**OBJECTIVES:**
a: Restate as a bulleted list the paragraph of the passage on the DLR robotic hand that begins "The hand has the shape and size," and keep its main facts.
b: Resume the passage on the DLR robotic hand, beginning after its final sentence.

**PROVIDED PASSAGE:**

● ● ● ● ●

This hand and its high-tech robophalanges come to you courtesy of the Institute of Robotics and Mechatronics at The German Aerospace Center (Deutsches Zentrum für Luft- und Raumfahrt e.V.). For those of you entertaining visions of robopocalypse, don’t get your hopes up — each of these puppies costs somewhere between €70,000-€10,000, so any would-be Terminators or Cylons would have to hold a lot of bake sales. The DLR hand is one of the most durable robotic hands ever built and was specifically built tough for jobs that might ding it up. As IEEE Spectrum describes:

The hand has the shape and size of a human hand, with five articulated fingers powered by a web of 38 tendons, each connected to an individual motor on the forearm.

● ● ● ● ●

(Picture annotation records)
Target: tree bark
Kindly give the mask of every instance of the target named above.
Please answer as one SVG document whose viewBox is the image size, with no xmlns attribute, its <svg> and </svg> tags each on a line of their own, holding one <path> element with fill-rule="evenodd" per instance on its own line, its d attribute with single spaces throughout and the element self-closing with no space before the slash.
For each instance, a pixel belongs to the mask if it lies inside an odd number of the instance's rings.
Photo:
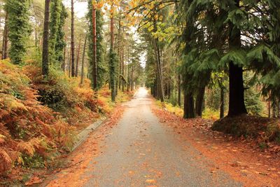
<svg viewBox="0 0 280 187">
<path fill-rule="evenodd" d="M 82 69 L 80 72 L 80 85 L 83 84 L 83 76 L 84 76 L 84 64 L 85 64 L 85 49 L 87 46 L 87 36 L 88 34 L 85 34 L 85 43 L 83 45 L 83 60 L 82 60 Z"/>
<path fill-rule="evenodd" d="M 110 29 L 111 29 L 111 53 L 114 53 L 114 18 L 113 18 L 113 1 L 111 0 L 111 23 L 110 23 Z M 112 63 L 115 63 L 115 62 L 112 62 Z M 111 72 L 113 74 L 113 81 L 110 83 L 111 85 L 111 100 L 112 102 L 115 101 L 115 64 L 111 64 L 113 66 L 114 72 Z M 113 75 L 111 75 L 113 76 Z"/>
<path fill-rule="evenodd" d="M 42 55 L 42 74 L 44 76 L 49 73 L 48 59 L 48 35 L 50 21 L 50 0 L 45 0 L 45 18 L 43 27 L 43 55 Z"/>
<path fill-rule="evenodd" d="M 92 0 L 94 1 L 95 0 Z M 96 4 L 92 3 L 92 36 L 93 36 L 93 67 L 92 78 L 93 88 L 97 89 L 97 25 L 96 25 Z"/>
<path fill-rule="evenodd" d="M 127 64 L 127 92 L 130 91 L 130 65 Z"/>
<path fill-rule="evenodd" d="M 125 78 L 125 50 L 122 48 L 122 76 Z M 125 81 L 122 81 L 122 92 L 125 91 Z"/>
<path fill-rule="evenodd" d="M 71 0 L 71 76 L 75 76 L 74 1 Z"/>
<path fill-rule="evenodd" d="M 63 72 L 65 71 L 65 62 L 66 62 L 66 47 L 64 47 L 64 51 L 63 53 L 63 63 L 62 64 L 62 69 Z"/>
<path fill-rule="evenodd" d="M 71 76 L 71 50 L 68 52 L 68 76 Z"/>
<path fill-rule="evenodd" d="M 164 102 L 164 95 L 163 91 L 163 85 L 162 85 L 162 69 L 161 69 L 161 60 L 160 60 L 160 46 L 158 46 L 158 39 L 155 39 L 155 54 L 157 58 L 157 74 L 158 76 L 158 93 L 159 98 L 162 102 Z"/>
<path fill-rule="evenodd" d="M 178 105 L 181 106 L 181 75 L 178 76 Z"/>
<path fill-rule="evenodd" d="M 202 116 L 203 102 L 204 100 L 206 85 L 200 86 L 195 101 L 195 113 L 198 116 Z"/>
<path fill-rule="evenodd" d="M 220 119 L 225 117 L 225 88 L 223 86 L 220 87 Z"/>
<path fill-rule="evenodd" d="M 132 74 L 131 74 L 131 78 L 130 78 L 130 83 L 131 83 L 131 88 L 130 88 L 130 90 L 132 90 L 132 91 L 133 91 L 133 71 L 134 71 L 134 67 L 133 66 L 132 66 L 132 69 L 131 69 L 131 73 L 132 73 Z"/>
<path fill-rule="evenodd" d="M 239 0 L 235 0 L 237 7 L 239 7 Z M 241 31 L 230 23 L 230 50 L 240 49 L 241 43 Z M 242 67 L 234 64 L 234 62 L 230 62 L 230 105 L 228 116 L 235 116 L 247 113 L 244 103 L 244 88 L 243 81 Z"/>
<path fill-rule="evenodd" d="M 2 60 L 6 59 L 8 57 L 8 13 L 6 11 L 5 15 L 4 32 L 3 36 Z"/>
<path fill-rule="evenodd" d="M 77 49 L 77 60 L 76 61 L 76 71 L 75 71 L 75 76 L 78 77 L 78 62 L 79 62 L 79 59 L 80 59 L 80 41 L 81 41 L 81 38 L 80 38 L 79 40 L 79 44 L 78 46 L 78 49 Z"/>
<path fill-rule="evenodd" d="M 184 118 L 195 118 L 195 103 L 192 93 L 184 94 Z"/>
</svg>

● ● ● ● ●

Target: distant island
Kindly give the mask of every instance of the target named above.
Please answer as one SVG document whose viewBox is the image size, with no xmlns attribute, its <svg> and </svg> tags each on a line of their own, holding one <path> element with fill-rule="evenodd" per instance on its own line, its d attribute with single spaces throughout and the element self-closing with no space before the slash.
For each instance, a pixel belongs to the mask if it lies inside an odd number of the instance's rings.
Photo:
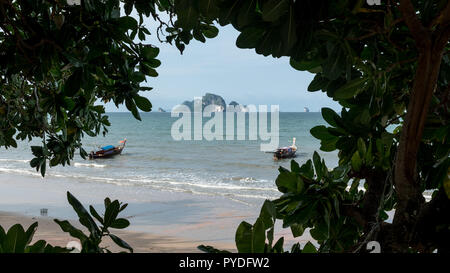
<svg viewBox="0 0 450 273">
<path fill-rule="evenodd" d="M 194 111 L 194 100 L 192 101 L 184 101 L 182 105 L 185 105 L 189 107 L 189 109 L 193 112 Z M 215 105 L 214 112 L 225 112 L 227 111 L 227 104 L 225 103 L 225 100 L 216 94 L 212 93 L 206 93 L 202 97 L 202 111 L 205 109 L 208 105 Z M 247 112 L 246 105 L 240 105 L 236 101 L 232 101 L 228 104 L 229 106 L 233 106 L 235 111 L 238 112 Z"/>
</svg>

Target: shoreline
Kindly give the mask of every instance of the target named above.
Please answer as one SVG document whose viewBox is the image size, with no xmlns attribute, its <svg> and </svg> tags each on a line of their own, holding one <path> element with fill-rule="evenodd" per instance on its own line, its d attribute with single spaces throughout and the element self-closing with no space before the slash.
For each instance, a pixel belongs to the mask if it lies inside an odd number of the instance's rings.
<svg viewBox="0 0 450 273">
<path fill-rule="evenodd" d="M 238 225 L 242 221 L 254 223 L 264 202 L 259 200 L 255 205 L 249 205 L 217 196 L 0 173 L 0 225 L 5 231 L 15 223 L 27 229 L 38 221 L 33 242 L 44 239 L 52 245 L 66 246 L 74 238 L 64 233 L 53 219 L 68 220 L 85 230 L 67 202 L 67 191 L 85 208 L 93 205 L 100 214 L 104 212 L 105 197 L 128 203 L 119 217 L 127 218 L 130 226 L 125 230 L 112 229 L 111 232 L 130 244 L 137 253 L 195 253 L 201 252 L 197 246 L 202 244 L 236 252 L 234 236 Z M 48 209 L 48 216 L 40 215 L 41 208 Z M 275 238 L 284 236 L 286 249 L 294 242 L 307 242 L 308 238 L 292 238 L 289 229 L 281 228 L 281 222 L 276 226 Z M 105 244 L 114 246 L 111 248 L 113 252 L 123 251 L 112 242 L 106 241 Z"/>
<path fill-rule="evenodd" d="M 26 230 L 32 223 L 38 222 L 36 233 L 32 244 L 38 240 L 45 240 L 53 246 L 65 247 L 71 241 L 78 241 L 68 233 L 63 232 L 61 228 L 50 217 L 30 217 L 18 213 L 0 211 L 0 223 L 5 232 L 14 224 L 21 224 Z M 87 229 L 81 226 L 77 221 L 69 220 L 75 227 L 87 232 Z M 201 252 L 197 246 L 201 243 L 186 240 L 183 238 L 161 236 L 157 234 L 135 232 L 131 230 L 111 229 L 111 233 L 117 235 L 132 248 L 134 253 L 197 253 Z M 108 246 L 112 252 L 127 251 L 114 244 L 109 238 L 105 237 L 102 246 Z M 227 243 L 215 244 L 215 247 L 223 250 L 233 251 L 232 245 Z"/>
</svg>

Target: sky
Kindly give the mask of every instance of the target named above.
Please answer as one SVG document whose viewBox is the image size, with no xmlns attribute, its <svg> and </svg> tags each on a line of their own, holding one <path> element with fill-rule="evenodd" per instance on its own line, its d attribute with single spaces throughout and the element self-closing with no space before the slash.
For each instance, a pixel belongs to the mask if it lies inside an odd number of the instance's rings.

● ● ● ● ●

**EXPECTED OUTPUTS:**
a:
- The hand matches a human hand in shape and size.
- It has five articulated fingers.
- A web of 38 tendons powers the fingers.
- Each tendon connects to its own motor on the forearm.

b:
The main capability that makes the DLR hand different from other robot hands is that it can control its stiffness. The motors can tension the tendons, allowing the hand to absorb violent shocks. In one test, the researchers hit the hand with a baseball bat-a 66 G impact. The hand survived […]

The hand has a total of 19 degrees of freedom, or only one less than the real thing, and it can move the fingers independently to grasp varied objects. The fingers can exert a force of up to 30 newtons at the fingertips, which makes this hand also one of the strongest ever built.

Additionally, the hand can catch heavy balls, adjust its level of stiffness to accomplish tasks that require a daintier touch, and snap its fingers. That’s right, we’re looking at the next star of the future’s all-robot revue of West Side Story.